» WORKING DATA
BEGIN

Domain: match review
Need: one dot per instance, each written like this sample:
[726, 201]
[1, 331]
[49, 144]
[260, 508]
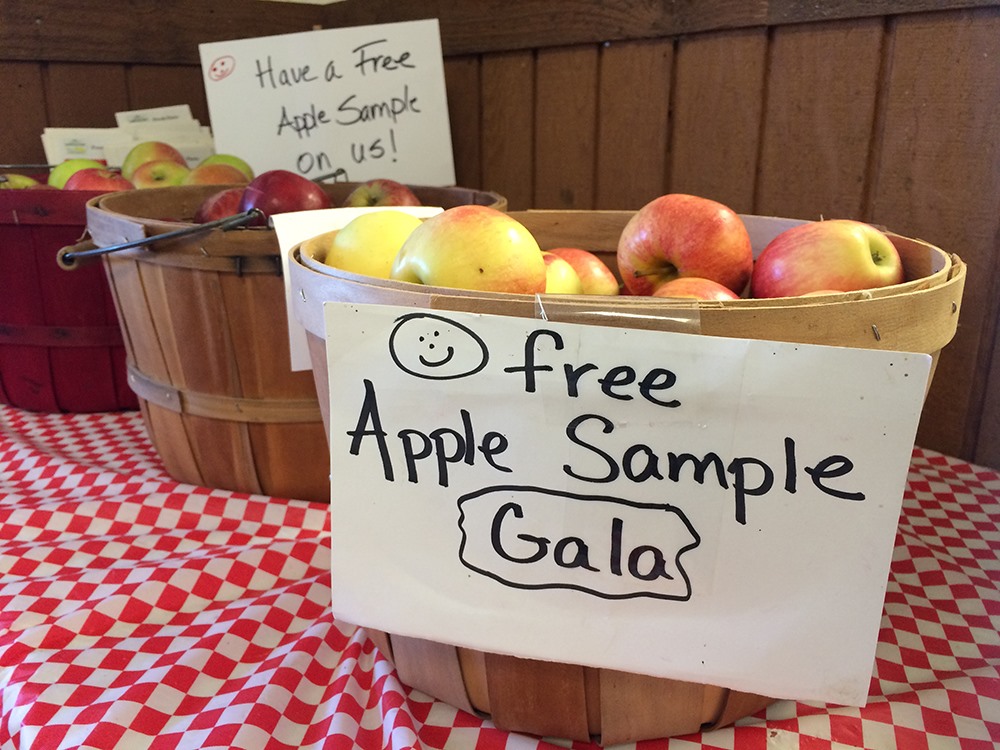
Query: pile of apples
[148, 164]
[676, 246]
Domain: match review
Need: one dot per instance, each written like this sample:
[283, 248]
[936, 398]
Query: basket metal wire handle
[68, 257]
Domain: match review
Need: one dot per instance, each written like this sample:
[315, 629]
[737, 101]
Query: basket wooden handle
[69, 256]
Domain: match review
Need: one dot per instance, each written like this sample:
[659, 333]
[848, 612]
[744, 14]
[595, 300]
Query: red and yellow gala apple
[219, 205]
[148, 151]
[692, 287]
[595, 276]
[684, 235]
[160, 173]
[280, 191]
[381, 192]
[836, 254]
[98, 179]
[215, 174]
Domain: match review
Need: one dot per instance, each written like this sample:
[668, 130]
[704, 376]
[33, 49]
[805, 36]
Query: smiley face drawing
[221, 67]
[433, 347]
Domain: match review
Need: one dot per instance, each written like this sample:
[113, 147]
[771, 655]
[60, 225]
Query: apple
[684, 235]
[693, 287]
[98, 179]
[148, 151]
[161, 173]
[12, 181]
[595, 276]
[560, 276]
[369, 243]
[65, 169]
[472, 247]
[279, 191]
[231, 160]
[840, 254]
[381, 193]
[219, 205]
[215, 174]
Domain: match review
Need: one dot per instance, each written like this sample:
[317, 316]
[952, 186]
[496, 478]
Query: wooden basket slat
[541, 697]
[636, 706]
[430, 667]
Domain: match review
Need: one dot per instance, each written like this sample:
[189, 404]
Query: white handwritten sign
[358, 103]
[714, 510]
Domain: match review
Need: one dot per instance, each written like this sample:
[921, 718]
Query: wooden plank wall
[886, 112]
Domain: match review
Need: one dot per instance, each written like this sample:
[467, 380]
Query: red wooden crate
[61, 346]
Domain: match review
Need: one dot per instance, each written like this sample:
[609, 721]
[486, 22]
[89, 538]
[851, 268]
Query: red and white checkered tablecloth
[136, 612]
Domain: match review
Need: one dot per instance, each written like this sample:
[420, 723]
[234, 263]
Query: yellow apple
[595, 276]
[560, 276]
[161, 173]
[232, 161]
[148, 151]
[68, 167]
[368, 244]
[472, 247]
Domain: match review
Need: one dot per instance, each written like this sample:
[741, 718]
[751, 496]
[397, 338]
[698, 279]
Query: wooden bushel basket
[205, 327]
[577, 702]
[61, 348]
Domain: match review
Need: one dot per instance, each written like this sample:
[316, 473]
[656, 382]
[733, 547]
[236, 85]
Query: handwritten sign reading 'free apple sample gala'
[359, 103]
[719, 511]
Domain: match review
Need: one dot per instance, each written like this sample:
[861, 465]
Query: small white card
[359, 103]
[715, 510]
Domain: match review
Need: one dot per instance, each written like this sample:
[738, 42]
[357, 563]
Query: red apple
[684, 235]
[837, 254]
[148, 151]
[381, 193]
[66, 168]
[215, 174]
[101, 179]
[595, 276]
[693, 287]
[161, 173]
[472, 247]
[279, 191]
[219, 205]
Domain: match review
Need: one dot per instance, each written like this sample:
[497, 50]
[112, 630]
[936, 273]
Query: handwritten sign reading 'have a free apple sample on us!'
[720, 511]
[358, 103]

END

» BRIEF
Please reproduce the listing exactly, leaving out any pictures.

» WORKED SOLUTION
Domain: match review
Need: one dot per instance, each written like this sample:
[726, 201]
[1, 331]
[49, 144]
[260, 508]
Query: pile of apples
[148, 164]
[676, 246]
Domain: match review
Need: one dot per instance, each written like this sample:
[283, 248]
[936, 398]
Query: basket metal wire handle
[68, 257]
Domain: match review
Need: one dot per instance, each written like this sample:
[315, 629]
[737, 101]
Query: basket wooden handle
[69, 256]
Domain: match review
Need: one dot per instance, each written like this sample:
[659, 333]
[848, 612]
[744, 14]
[595, 300]
Query: red and yellow gala apple
[219, 205]
[148, 151]
[692, 287]
[595, 276]
[684, 235]
[160, 173]
[280, 191]
[381, 192]
[836, 254]
[98, 179]
[215, 174]
Domain: match review
Need: one dot per instance, each written like this sample:
[668, 130]
[704, 376]
[33, 49]
[805, 36]
Query: smiley face drawing
[221, 67]
[433, 347]
Domain: match review
Need: one dot per instance, each written like this sample:
[113, 147]
[771, 655]
[60, 225]
Query: apple
[684, 235]
[693, 287]
[98, 179]
[148, 151]
[161, 173]
[12, 181]
[595, 276]
[560, 276]
[369, 243]
[65, 169]
[472, 247]
[279, 191]
[231, 160]
[840, 254]
[381, 193]
[219, 205]
[215, 174]
Domain: match review
Need: one dot per instance, each written like this sample:
[317, 316]
[952, 186]
[496, 478]
Query: wooden basket slat
[541, 697]
[636, 706]
[430, 667]
Domain: match review
Need: one dot per instance, each written like this sample:
[189, 404]
Query: white handwritten sign
[358, 103]
[714, 510]
Domain: match review
Need: one dot per instance, each written like this sample:
[921, 718]
Query: wooden plank wall
[886, 112]
Domain: match review
Need: one dot per instance, each written like this sample:
[467, 380]
Query: red wooden crate
[61, 346]
Domain: match review
Need: one dot per instance, each written like this sample:
[609, 721]
[486, 22]
[89, 538]
[851, 268]
Query: red and white checkered tablecloth
[136, 612]
Domain: match review
Need: one dot per instance, each written like this sample:
[420, 723]
[234, 263]
Query: yellow apple
[595, 276]
[560, 276]
[161, 173]
[232, 161]
[148, 151]
[68, 167]
[368, 244]
[472, 247]
Domain: match review
Need: one dot per instance, each written like this sample:
[741, 718]
[751, 496]
[397, 338]
[698, 279]
Query: wooden bushel basket
[205, 327]
[577, 702]
[61, 348]
Domain: match review
Need: one dot per instance, each written like this sample:
[316, 473]
[656, 382]
[733, 547]
[236, 85]
Query: handwritten sign reading 'free apple sample gala'
[359, 103]
[719, 511]
Domain: match review
Need: one dot per instance, each written like this sample:
[861, 465]
Query: small white card
[359, 103]
[715, 510]
Domain: match review
Need: one dot per instance, each written like this sample:
[738, 42]
[357, 563]
Query: red apple
[684, 235]
[837, 254]
[148, 151]
[381, 193]
[66, 168]
[215, 174]
[101, 179]
[595, 276]
[693, 287]
[161, 173]
[472, 247]
[279, 191]
[219, 205]
Domain: match review
Need: one dot per instance, each written like this sample:
[497, 50]
[112, 630]
[936, 273]
Query: handwritten sign reading 'have a free apple sample on us!'
[720, 511]
[358, 103]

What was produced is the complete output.